++++ Data for processing

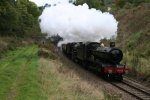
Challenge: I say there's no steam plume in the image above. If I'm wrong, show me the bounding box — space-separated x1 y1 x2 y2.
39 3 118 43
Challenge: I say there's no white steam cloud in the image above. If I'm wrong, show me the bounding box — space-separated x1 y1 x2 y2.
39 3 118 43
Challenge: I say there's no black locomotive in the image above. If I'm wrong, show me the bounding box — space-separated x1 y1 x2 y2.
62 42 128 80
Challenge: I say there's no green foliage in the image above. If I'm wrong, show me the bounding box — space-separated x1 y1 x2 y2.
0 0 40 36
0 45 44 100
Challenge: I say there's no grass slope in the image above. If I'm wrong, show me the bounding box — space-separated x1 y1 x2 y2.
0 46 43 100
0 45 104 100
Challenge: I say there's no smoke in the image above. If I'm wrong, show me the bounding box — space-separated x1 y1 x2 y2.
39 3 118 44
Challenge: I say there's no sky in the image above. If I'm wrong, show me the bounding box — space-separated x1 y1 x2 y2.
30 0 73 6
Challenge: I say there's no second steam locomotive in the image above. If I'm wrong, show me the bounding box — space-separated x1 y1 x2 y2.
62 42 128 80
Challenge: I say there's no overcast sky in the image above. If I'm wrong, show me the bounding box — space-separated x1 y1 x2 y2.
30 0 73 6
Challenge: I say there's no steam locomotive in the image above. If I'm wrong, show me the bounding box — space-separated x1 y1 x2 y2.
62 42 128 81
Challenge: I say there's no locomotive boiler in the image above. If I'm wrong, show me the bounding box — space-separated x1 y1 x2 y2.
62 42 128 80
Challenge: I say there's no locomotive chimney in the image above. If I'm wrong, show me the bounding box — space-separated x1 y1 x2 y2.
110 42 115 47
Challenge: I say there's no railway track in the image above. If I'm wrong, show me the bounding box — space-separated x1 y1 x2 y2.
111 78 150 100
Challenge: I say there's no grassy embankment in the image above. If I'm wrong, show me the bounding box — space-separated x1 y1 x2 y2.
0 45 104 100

++++++++
++++ Data for processing

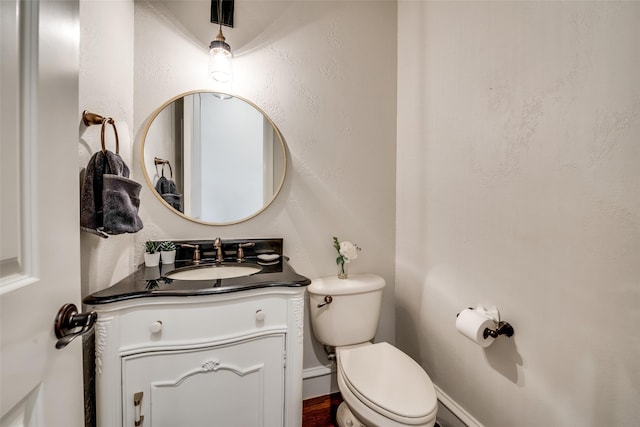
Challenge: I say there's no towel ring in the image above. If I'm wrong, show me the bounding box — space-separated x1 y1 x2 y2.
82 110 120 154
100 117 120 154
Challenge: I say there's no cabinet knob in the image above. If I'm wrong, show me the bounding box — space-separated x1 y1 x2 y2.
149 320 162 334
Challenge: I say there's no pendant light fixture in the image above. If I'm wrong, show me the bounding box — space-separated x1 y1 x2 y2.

++++++++

### [Exercise]
Count the lines in the data above that contain the string "locomotive", and reply with only that number.

### [Exercise solution]
5